**TEXT BLOCK:**
-- -- --
Good luck talking a military customer into hosting their data in some "cloud" somewhere. Pretty sure banks and other industries will also feel that way. The market there is to deliver and support a small cloud infrastructure they can host and use themselves on their closed network.

So instead of building 1 cloud storage service, you need to effectively build a cloud storage factory, so you can deploy N cloud storage services on demand.

At that point you also potentially deliver a product (a rack of hardware) not just a pure service.

DanBC · on Nov 28, 2012

Sometimes you just have to follow the specifications or follow the rules or obey the laws. They don't always make sense.

scottmey · on Nov 28, 2012

Totally agree, and they'll just be left in the dust while paying bucket loads for services that we can now acquire for greater deals less. At the end of the day, Amazon should have no problems finding clients interested in this service.

andyzweb · on Nov 28, 2012

Question: would you trust all your medical data/history and shopping data/history tied up in their cloud?
-- -- --
Source records
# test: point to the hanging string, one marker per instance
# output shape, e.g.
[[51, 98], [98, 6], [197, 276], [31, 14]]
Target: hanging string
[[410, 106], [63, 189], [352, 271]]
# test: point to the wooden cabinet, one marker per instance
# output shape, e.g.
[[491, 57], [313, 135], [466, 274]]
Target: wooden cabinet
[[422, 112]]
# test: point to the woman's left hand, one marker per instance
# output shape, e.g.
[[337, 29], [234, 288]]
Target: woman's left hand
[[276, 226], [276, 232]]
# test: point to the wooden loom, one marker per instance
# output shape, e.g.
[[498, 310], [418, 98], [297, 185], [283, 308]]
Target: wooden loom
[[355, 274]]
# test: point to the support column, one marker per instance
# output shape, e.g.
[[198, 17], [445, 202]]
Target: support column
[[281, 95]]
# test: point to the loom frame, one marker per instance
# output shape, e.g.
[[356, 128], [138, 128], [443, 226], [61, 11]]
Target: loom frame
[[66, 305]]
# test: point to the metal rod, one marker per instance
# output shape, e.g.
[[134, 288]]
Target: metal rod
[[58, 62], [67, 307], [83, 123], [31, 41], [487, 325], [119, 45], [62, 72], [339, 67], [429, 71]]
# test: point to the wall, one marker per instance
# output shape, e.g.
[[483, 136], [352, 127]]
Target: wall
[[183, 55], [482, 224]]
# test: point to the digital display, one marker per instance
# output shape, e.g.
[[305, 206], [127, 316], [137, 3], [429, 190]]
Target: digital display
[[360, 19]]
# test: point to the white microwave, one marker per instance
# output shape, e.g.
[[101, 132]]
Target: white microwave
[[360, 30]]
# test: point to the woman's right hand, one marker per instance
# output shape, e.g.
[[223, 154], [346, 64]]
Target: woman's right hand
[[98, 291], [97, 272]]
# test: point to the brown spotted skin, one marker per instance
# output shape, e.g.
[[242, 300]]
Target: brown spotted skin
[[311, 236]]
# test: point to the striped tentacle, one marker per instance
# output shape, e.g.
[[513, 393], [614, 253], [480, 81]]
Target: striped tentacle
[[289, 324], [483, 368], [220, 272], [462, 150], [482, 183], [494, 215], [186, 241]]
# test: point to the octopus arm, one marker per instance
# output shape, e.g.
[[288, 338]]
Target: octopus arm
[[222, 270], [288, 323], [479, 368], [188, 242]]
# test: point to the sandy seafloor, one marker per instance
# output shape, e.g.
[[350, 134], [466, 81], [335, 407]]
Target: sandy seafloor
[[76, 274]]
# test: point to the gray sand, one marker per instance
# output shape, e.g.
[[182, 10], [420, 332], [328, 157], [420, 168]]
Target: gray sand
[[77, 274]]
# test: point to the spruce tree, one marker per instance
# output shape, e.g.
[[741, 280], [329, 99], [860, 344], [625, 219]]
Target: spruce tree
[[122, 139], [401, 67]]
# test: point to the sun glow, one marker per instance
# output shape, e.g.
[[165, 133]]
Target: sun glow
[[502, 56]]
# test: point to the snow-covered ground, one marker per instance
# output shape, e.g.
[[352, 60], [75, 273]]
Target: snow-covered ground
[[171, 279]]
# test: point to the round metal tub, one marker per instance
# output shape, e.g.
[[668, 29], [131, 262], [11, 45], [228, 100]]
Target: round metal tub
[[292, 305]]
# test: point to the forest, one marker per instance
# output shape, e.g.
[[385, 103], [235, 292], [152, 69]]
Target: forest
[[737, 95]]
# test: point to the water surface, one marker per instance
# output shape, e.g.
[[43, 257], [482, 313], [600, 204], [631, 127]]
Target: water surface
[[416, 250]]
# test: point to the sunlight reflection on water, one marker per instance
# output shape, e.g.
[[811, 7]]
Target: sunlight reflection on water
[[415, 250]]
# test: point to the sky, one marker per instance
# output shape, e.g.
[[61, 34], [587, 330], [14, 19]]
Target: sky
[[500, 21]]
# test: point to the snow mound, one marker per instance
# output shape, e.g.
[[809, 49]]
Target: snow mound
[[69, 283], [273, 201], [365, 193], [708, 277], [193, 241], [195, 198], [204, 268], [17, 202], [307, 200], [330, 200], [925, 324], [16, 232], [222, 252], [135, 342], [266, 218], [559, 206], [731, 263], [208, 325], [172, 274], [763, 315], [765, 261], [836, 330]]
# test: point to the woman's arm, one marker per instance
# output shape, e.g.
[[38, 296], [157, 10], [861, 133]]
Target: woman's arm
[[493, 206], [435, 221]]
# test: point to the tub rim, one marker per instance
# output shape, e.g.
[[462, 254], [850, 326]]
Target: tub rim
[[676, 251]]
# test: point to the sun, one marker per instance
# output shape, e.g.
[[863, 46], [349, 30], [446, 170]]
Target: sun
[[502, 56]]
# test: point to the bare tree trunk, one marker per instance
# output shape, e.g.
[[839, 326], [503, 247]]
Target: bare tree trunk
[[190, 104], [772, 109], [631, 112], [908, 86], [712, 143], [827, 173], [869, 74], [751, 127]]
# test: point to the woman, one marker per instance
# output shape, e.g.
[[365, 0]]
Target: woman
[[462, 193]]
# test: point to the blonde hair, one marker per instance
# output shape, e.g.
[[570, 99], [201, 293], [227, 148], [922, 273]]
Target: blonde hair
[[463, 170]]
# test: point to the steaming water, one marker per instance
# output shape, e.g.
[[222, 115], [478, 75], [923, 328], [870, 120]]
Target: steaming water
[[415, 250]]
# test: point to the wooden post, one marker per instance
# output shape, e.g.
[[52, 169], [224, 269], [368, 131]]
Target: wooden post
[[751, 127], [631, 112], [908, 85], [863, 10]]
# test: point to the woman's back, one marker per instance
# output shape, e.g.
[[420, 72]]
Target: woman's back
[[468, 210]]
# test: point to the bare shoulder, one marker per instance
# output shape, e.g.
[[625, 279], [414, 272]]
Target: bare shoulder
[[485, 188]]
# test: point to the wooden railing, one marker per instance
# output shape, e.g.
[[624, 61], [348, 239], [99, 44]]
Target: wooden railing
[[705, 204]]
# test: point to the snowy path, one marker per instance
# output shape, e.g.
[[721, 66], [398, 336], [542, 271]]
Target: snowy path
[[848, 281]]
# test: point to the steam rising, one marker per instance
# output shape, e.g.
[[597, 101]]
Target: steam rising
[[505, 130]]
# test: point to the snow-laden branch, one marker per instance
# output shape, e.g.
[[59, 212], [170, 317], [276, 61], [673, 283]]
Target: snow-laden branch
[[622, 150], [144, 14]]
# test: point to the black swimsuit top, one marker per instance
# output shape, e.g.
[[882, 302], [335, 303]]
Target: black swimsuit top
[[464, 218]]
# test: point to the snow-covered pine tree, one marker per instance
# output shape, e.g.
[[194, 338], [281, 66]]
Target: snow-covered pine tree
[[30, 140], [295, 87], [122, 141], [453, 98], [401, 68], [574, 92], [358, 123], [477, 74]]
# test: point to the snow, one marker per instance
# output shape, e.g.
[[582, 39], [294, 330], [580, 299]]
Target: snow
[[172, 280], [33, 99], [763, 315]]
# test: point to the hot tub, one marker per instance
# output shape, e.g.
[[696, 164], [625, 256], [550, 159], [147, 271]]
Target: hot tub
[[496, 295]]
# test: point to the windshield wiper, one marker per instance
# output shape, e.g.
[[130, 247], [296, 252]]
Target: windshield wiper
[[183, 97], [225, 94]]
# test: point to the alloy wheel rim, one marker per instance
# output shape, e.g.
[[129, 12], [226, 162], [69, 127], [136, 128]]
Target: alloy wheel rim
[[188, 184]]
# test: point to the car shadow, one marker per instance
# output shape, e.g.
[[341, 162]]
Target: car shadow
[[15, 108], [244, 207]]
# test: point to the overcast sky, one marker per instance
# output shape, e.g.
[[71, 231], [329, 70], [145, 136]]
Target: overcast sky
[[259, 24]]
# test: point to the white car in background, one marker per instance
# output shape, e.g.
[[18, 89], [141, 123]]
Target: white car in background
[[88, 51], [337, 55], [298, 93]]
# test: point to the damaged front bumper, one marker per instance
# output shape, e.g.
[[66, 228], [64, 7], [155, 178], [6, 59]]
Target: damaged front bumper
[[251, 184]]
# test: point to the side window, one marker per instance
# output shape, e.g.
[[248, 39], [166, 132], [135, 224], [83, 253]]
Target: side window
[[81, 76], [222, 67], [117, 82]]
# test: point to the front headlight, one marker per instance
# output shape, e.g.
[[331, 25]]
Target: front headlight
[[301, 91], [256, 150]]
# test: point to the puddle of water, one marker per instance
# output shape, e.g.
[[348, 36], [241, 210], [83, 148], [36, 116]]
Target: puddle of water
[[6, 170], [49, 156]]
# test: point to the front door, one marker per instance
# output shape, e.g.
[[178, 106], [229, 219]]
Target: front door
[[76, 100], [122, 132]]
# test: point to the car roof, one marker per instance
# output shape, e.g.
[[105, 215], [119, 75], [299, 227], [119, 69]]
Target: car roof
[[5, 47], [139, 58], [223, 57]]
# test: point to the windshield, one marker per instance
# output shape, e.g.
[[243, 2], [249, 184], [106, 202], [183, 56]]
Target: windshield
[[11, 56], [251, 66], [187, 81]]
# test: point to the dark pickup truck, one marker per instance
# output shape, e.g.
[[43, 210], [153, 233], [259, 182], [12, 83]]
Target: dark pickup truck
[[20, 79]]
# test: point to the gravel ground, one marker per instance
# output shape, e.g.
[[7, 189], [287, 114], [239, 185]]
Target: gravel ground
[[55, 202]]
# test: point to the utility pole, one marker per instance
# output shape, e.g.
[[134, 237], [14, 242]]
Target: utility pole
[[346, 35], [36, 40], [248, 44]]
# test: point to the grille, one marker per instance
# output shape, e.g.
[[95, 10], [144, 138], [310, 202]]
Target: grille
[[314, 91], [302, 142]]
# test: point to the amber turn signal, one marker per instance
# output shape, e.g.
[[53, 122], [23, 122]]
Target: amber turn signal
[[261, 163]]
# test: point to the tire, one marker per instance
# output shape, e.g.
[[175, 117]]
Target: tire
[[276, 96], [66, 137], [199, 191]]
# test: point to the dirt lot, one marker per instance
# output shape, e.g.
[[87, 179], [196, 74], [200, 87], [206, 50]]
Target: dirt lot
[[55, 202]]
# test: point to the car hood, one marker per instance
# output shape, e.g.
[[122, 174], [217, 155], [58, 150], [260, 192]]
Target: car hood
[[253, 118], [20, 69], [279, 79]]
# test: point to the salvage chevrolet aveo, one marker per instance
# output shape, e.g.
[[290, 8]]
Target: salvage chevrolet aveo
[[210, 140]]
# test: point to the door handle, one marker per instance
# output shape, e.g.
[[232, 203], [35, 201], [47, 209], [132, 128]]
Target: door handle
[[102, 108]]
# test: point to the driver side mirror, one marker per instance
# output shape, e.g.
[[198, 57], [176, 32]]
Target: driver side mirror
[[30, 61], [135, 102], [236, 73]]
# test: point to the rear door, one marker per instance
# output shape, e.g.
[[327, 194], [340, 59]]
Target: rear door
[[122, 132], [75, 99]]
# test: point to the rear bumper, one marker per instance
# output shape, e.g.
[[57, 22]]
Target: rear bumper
-- -- --
**TASK A:**
Translate this sentence from the cloud storage thread into Spanish: "So instead of building 1 cloud storage service, you need to effectively build a cloud storage factory, so you can deploy N cloud storage services on demand."
**TASK B:**
Extend the cloud storage thread with the next few lines, picking up right after its final comment.

**TASK OUTPUT A:**
Así que, en lugar de construir 1 servicio de almacenamiento en la nube, en la práctica necesitas construir una fábrica de almacenamiento en la nube, para poder desplegar N servicios de almacenamiento en la nube bajo demanda.

**TASK OUTPUT B:**
falcolas · on Nov 28, 2012

What makes you think it isn't already?

Hospitals & doctors outsource, and as long as the provider is HIPPA compliant (which AWS is[1]), your data is probably out there already.

[1] http://awsmedia.s3.amazonaws.com/AWS_HIPAA_Whitepaper_Final....

DanBC · on Nov 28, 2012

What's the threat model?

Careless or corrupt health staff releasing my information without my permission? Well, it doesn't really matter where the data is stored.

optimusclimb · on Nov 28, 2012

What's the difference? We trust such data to be in all sorts of insecure places. Do you really think one of the low payed secretaries at a medical office isn't easily bribable? Or that every IT system your data eventually touches has Bruce Schneier doing their security?

bcoates · on Nov 29, 2012

All the people I wouldn't want to have access to my medical history (governments, insurance companies, and doctors) already do. Ditto for shopping data. The legal/security front for that sort of data is entirely pointless, as the bad guys are authorized parties, so you may as well save some money by putting it in the cloud.

There were always only two defensible privacy fronts: keeping the data off electronic records or filling the records with shit.

kyrra · on Nov 28, 2012

what are the regulations on things like health records, personal information, etc... stuff that has tight restrictions on how the data is handled. Can these types of data be stored on Amazon or similar services and still be in compliance of data protection laws?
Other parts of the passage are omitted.